(Written task): Reproduce the entries starting at the line containing "Could you please spot the mooring rope" and ending at the last entry, requests included. Offset every number in the answer coordinates by +138, leaving the requests and their sample coordinates unchanged.

++++ Input data ++++

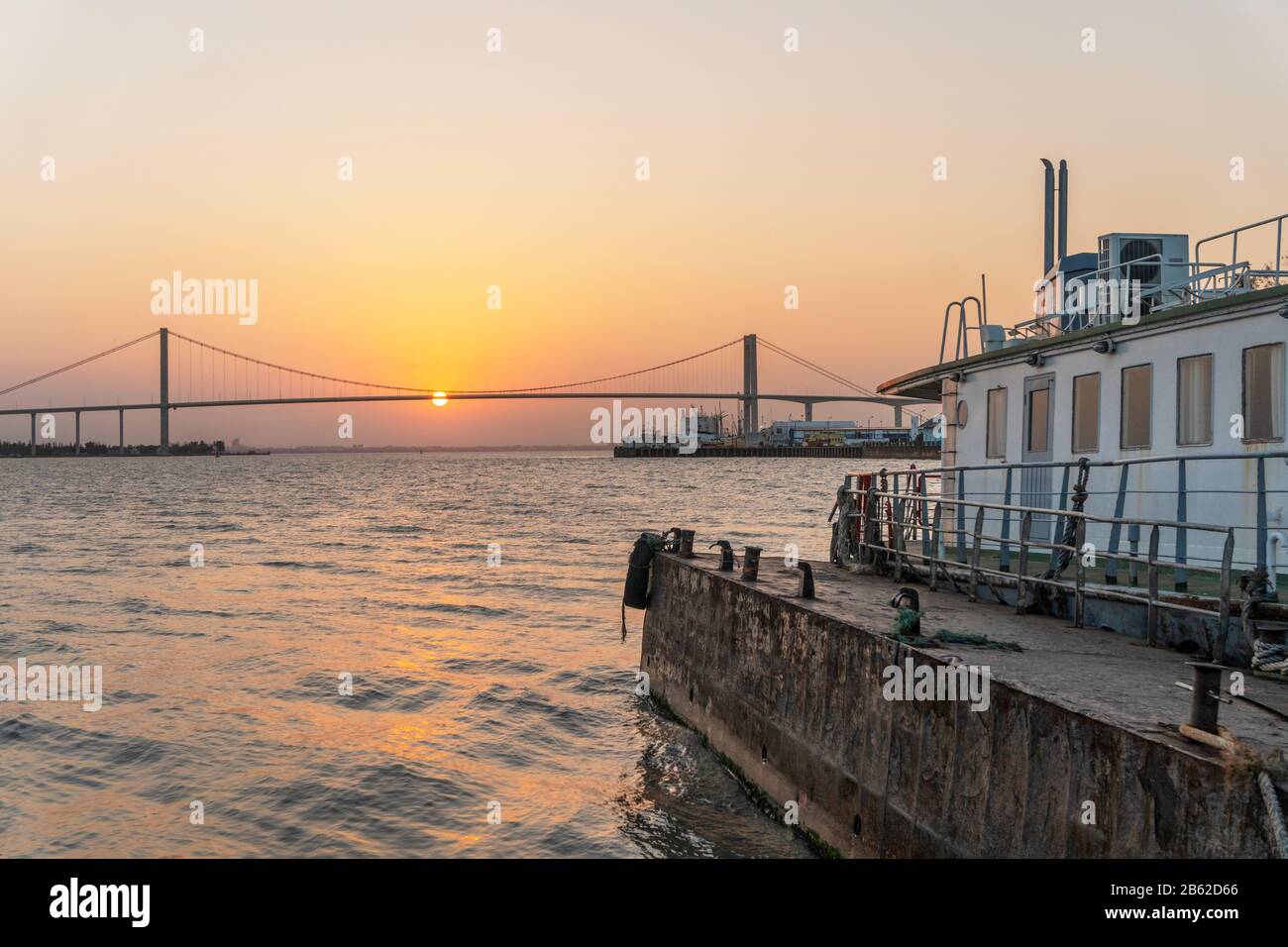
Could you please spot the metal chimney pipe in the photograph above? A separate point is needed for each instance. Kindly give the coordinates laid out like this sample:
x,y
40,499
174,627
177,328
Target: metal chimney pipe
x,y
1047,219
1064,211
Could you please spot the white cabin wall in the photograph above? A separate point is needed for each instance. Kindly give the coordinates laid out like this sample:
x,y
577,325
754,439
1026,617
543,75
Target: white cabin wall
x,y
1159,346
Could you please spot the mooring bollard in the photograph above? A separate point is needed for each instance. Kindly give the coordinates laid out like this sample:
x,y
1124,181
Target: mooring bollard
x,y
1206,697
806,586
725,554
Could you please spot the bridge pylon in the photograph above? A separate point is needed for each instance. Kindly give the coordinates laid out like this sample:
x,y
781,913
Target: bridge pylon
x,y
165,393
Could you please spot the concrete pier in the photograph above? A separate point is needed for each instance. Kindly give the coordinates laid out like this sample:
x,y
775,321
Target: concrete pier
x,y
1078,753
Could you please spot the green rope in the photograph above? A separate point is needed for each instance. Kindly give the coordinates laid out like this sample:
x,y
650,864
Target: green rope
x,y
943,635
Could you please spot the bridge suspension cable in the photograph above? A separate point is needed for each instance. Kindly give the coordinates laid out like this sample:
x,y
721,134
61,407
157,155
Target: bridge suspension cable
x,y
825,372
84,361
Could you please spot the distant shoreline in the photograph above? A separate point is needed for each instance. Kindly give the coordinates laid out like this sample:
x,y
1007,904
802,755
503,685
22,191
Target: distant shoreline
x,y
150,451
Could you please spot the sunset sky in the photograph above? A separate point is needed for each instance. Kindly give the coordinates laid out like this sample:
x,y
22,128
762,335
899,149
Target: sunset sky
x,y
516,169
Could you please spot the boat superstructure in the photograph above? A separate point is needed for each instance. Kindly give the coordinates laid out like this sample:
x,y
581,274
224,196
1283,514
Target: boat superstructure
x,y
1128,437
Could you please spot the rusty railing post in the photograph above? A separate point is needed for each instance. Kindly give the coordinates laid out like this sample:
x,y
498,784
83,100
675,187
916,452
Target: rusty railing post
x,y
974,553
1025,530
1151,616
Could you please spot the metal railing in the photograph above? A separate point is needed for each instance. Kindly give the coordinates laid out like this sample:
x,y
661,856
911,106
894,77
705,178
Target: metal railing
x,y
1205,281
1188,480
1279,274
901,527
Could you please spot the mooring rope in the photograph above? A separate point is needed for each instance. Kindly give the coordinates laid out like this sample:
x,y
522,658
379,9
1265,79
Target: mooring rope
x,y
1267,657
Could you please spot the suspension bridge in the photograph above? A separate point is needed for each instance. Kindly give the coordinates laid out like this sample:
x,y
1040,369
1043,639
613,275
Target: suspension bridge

++++

(Solution to this exercise):
Could you please spot the mooring rope in the photograph above? A separate point is needed for each instance. Kindly give the coordinates laid out like this sample:
x,y
522,658
379,9
1265,79
Target: mooring rope
x,y
1405,795
Could you please spot the suspension bridge in the photograph above? A separate point is needed for each instance. Kindly give the coordinates laid out like this sample:
x,y
1040,369
1043,639
613,275
Target: suspension bridge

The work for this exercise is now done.